## [Provided records]
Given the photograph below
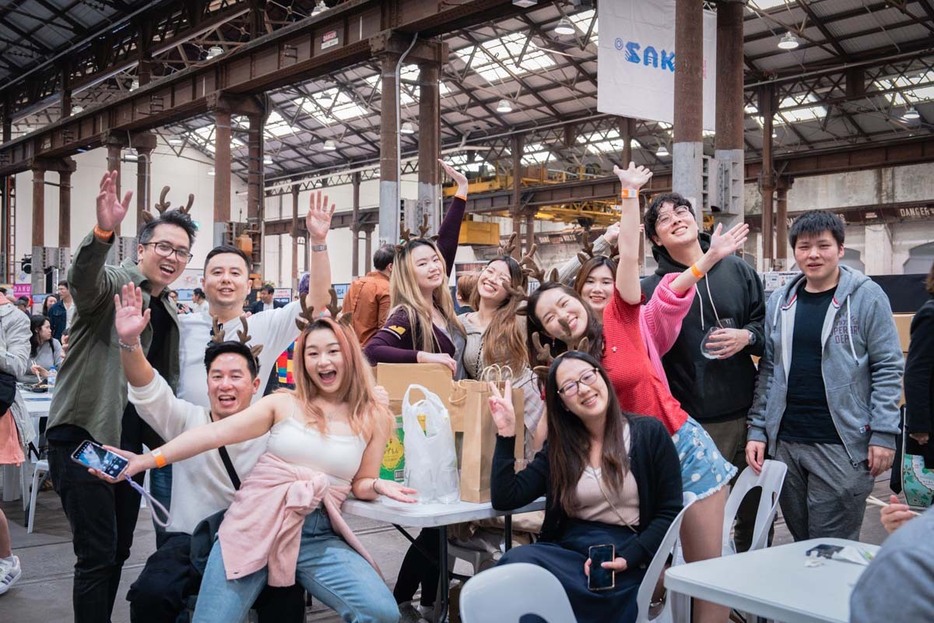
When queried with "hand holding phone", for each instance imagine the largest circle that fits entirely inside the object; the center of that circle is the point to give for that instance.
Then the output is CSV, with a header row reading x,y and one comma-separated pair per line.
x,y
97,458
601,579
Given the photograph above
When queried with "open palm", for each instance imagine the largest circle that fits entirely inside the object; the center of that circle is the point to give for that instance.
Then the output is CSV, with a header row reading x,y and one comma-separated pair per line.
x,y
318,219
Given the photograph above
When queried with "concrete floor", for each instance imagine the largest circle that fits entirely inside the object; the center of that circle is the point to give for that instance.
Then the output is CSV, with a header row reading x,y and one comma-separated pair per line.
x,y
43,594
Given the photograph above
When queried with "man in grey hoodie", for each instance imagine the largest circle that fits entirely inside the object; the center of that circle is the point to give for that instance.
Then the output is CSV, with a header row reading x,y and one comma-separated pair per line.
x,y
829,384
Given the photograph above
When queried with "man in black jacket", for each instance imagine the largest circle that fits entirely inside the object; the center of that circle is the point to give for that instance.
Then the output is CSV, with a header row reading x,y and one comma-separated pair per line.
x,y
715,387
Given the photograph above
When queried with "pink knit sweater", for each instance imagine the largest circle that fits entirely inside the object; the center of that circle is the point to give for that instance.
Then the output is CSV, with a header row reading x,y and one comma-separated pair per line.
x,y
263,526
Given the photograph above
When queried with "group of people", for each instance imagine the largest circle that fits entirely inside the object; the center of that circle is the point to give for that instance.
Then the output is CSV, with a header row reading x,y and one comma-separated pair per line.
x,y
636,392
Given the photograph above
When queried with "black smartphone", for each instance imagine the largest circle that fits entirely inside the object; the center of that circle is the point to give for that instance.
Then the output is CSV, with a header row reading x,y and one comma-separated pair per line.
x,y
94,456
601,579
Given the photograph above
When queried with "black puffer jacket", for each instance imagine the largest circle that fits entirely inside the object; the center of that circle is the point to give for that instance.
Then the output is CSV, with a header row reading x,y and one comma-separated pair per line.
x,y
712,390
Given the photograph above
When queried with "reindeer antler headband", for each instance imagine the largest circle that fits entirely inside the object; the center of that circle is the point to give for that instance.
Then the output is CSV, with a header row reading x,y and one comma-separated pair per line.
x,y
163,206
242,334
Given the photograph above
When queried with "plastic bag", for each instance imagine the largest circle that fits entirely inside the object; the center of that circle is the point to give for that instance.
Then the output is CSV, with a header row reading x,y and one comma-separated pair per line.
x,y
430,458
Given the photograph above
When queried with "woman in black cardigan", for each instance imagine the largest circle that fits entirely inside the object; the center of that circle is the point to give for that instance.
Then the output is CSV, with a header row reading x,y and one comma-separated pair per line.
x,y
608,476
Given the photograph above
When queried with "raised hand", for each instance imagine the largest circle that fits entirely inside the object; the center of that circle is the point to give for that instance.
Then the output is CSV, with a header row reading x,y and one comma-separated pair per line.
x,y
723,244
455,175
110,210
318,219
504,416
130,319
633,177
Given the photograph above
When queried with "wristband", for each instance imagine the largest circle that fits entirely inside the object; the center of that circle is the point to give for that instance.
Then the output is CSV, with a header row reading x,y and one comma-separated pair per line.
x,y
103,234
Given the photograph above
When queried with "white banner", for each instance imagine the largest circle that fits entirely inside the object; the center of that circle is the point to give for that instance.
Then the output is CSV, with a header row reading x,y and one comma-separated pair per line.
x,y
636,61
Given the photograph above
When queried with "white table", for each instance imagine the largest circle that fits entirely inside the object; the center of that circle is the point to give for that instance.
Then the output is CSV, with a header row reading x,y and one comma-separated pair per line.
x,y
435,516
775,582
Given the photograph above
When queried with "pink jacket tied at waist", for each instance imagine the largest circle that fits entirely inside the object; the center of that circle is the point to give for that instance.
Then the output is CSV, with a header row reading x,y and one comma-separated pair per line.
x,y
263,526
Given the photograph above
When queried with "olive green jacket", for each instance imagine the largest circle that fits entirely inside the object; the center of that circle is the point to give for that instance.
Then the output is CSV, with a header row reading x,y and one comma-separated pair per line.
x,y
91,389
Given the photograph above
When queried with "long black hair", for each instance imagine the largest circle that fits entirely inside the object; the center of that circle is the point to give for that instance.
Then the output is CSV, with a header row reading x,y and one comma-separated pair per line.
x,y
569,440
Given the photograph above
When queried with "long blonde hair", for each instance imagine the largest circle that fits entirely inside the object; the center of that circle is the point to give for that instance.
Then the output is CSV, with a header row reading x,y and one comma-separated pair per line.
x,y
504,339
404,293
356,388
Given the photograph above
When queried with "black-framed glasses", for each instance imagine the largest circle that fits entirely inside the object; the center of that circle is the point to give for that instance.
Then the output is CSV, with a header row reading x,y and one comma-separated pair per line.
x,y
666,219
164,249
571,388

## [Task to carry out]
The material above must be printed exactly, with its pictures left out.

## [The result]
Given the photograph below
When queried with "hand holding phone", for each instance imagine the largest circle that fits entirely inside the object; the center of that circle is the point to give for that instance.
Then the output is CSV, with a header row reading x,y and one comma-separated pair per line.
x,y
97,458
601,579
Given the photograph above
When queried with "open palm", for each instance imagine the largest circle that fits entirely inside the object; the center of that circle is the point to give for that instance.
Then the output is CSV, with a header row reading x,y and one comma-separated pair per line.
x,y
318,219
Given the photograph above
When queried with "concrete floor", for each instance imagine the largest circle that fits entirely inside the object; the center of that circle is the point to give for that instance.
Then the output is CSV, with a header row reading x,y and one comma-separated pair per line.
x,y
43,594
Given the photograph above
When queried with "man in grey hoodie", for each instance imagine the largest circle that fits entirely inside the object; the center of that circle is the point to give for that instance.
Then the output is CSV, with a header row reading x,y and one comma-separated pair per line.
x,y
829,384
Given the photograph above
When queried with "man in black jacket", for each instance imagine the largest circle that fits entirely inside the object; the center of that circle is the point to give for that instance.
Then the output is CSV, with a header row reading x,y and one comma-separated pair per line.
x,y
715,387
Given the photograph above
When queried with "pink knit sweater", for each instance imagine the largest circle that fits entirely inside the object; the center of that circle is the point to give for that instance.
Then the output is CSV, with a header row reading x,y and one comma-separated pair per line.
x,y
263,526
Given the photograph above
When queried with "group of people", for each instance imagine the largest circle that fits entirely inside the object; the center of that circle is the point to give for that instance.
Then the output is CSV, with a header row reading x,y and one comma-separated pair per line.
x,y
636,392
Given the photograph above
When queried with "black smartphone", for each instance imagine the largest circle that fits entirely inside the object; the center of that circle is the point to give for that instance.
Then the output is CSV, with a header row reading x,y and one comma-separated pair per line.
x,y
94,456
601,579
Given the photograph above
When queried with "black puffer jacket", for each instance imagine the largest circle that fits entirely inside the object; the center of that circle is the point to give for that instance.
Then the output is CSV, with a header row reading x,y and one comma-separated pair per line.
x,y
712,390
Given the photograph above
When queried with "reindeer antler headband", for each instance imagine the largest circle that fits entirely inside the object; the center of that circle is the point to give for that instance.
Then the output is CSV, with a header row reading x,y and one comma-separated pair per line.
x,y
163,206
242,334
Given the photograph above
When queried with "plastic bag", for each instance imagine the largest circle that fits entirely inside the object; the center of that circle is the point to give for that instance.
Then the output is CSV, with a header row reading x,y and one comma-separated pair per line.
x,y
430,458
Given the photograph above
When queried with "woman in black cardigan", for each instance imagine the largest circle that fits entirely inside the object; the center of that circle is the point to give for that instance.
Then the output is CSV, with a header row reading x,y and one comma-separated pair per line.
x,y
608,476
Given the photograph above
When queried with "raised hand", for each instance imagine the largest circle that fits entirely inside the object; the center of that circle is the point to give for that instance.
Then the output is CSV, with a header row reading x,y and one comma-separated pair per line.
x,y
723,244
455,175
110,210
318,219
504,416
130,319
633,177
Given the photograph above
When queried with "wristband", for each instance imagine the largest circle that fits entirely inside the object; the center of that circle is the point to give for that instance.
Then the output is CSV, with a header row reading x,y and one comma-separated pair per line.
x,y
103,234
Given the photograph above
When queried with "white banner", for each instance imagine the largest circle that fits entirely inside the object; the center of that circle is the point to give for that instance.
Then the output is CSV, with a header row reading x,y and one comma-separated pair per line.
x,y
636,61
Given the photograph above
When queried with "white table", for each instance imagine the largest circle that fits entirely inside the object; the center of that circle is the point to give for that instance.
Then the output is CSV, with a header row reading x,y and one comma-separated pair per line.
x,y
435,516
775,582
Given the photograph above
When queried with "pink jacket tied at waist", for each instance imagine the largest circle that fits entirely inside the object; the center of that circle is the point to give for that instance.
Then the output is CSV, with a header row reading x,y and one comma-separated pair per line.
x,y
263,526
Given the photograph above
When queried with "olive green jacket", for each instance imagine the largest circle that fits entirely inside the object; the center of that circle is the point to give for that instance.
Then the output is CSV, with a header row reading x,y and one comma-separated pair per line.
x,y
91,389
Given the photograph above
When queried with "long black hair", for each instance imagine the largest circle that fits entirely inside the object; the center of that circle is the point to give for that instance.
Then the output is CSV, with a header row reading x,y and one comma-separated pair per line.
x,y
569,440
Given the photograph above
When queried with "long blonde hair", for each instance imagine the largest circle that fits entirely inside the object; the center of that circle is the point to give for that instance.
Then the output is CSV, with a header row reading x,y and one comma-separated pair per line.
x,y
504,339
404,293
356,388
Given the photograph above
When queried with "black-framed glasses", for each instance imagine the largest circle that fits entirely inside the object; the center of that circle is the point to give for that instance.
Then the output is CSV, with a header row reading x,y and one comma-separated pair per line.
x,y
666,219
164,249
571,388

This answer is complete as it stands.